> **Requisitos do exercício**
Indique se cada afirmação a seguir está de acordo com o texto sobre Dom José Luiz Azcona, respondendo sim ou não e citando literalmente as palavras do texto que decidem a questão.
1. Dom Azcona chegou ao Brasil em 1985.
2. A sagração episcopal de Dom Azcona ocorreu em Soure.
3. Dom Azcona ficou na prelazia marajoara até renunciar ao governo pastoral, em 2016.

+++ Texto selecionado

Dom José Luiz Azcona nasceu em Pamplona, na Espanha, em 28 de março de 1940. Foi para o Seminário Menor aos dez anos de idade na cidade de São Sebastião (Espanha). Professou os votos simples em 1958 e os votos solenes em 1961. Foi ordenado sacerdote por Dom Giovanni Canestri, na Basílica de São João de Latrão, em Roma, em pleno Concílio Vaticano II. Em 1964 concluiu a teologia e cursou o doutorado em teologia moral no Instituto Alfonsiano dos padres redentoristas em Roma. Foi premiado em 2022 com a Ordem do Mérito Princesa Isabel

Em 21 de dezembro de 1963, foi ordenado padre na Ordem dos Agostinianos Recoletos na basílica de São João de Latrão, em Roma, em pleno Concílio Vaticano II. Em 1964 concluiu a teologia e cursou o doutorado em teologia moral no Instituto Alfonsiano dos padres redentoristas em Roma. Foi premiado em 2022 com a Ordem do Mérito Princesa Isabel. Em 1985, chegou ao Brasil.

Foi nomeado bispo por São João Paulo II, em 1987. A sua sagração episcopal ocorreu em 5 de abril de 1987 por Dom Alberto Gaudêncio Ramos, em Belém (Pará). Desde 12 de abril daquele ano permaneceu em Soure, na Ilha de Marajó.

Por sua atuação contra o tráfico humano e a exploração sexual de crianças e adolescentes no Marajó, Dom Azcona sofreu ameaças de morte na região Norte. Ele permaneceu na prelazia marajoara até a renúncia ao governo pastoral, em 2016.

++++++
+++ Material fornecido

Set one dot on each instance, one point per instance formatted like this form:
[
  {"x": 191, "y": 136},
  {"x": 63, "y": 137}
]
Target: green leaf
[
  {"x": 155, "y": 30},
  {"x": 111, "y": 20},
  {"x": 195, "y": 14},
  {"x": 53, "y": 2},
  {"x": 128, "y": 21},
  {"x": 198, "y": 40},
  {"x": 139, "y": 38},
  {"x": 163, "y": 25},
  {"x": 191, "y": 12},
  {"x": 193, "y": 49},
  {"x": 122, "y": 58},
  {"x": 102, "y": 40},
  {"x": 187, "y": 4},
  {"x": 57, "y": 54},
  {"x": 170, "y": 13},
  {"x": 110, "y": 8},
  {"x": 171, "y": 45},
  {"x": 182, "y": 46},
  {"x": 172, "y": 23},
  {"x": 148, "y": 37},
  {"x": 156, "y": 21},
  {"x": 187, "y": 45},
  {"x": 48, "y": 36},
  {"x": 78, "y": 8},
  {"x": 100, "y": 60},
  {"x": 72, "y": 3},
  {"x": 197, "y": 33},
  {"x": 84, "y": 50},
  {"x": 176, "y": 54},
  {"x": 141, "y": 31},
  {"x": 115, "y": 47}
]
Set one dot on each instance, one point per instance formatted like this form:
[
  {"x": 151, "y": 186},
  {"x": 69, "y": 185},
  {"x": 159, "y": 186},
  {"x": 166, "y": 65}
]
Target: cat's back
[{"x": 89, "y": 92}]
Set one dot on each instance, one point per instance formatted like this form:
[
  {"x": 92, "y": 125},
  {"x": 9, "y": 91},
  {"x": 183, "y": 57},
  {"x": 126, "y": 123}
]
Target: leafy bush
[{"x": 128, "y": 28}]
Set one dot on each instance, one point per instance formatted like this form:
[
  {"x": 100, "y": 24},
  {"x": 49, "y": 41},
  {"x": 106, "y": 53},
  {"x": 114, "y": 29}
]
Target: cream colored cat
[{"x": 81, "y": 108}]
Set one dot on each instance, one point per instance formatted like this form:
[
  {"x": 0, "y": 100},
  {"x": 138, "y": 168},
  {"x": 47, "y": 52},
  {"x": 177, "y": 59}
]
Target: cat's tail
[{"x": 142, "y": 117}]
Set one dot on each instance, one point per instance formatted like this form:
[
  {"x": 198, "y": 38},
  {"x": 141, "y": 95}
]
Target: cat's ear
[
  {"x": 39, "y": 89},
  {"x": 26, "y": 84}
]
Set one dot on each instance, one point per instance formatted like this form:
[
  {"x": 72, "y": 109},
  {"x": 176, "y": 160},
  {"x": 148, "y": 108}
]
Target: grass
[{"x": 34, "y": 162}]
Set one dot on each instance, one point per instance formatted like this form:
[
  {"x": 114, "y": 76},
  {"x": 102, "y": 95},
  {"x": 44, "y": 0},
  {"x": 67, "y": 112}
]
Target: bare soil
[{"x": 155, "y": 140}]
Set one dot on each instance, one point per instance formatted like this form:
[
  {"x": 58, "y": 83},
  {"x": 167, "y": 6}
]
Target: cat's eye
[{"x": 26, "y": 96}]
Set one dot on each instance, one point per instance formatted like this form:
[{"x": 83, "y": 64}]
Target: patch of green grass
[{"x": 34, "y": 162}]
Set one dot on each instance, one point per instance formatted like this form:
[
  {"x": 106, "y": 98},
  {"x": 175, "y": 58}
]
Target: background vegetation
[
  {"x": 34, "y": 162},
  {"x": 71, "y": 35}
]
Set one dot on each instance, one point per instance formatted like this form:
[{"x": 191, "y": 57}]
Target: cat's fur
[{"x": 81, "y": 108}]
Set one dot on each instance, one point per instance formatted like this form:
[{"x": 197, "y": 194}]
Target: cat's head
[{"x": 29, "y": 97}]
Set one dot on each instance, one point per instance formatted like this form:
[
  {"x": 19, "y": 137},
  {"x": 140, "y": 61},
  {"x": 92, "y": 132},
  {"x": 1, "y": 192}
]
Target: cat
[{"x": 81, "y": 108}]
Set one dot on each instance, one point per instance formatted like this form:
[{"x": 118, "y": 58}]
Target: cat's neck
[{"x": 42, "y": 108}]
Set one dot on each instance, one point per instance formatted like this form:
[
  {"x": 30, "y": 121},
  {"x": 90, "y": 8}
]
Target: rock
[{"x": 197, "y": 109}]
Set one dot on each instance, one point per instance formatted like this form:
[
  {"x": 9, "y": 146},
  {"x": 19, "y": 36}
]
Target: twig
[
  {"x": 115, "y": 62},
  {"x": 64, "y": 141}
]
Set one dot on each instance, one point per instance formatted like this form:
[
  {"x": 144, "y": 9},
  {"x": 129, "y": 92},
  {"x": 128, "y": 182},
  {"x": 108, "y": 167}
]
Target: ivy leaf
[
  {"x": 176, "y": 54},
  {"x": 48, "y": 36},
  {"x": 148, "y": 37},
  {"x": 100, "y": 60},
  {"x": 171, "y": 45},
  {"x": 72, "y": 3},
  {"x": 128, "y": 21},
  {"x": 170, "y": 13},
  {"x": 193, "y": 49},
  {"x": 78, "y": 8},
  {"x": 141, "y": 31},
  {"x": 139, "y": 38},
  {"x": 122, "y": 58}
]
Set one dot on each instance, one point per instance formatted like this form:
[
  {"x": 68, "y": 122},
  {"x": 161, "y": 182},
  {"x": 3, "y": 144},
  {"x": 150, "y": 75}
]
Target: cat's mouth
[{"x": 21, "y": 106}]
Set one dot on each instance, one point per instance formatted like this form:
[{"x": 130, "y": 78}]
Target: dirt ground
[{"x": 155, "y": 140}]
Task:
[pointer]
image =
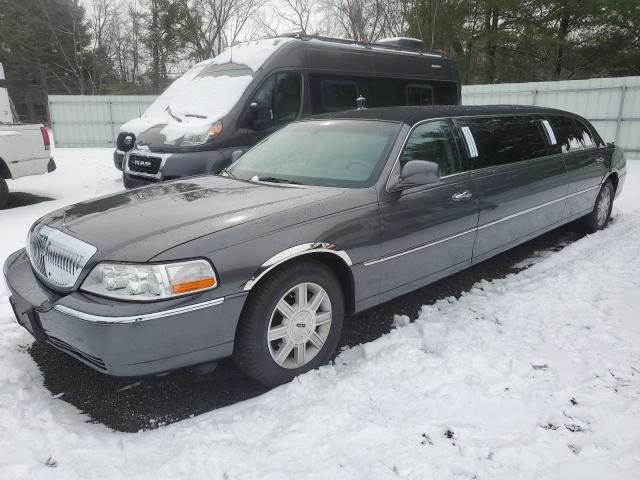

++++++

> **Resposta final**
1. Sim: "Em 1985, chegou ao Brasil."
2. Não: "A sua sagração episcopal ocorreu em 5 de abril de 1987 por Dom Alberto Gaudêncio Ramos, em Belém (Pará)."
3. Sim: "Ele permaneceu na prelazia marajoara até a renúncia ao governo pastoral, em 2016."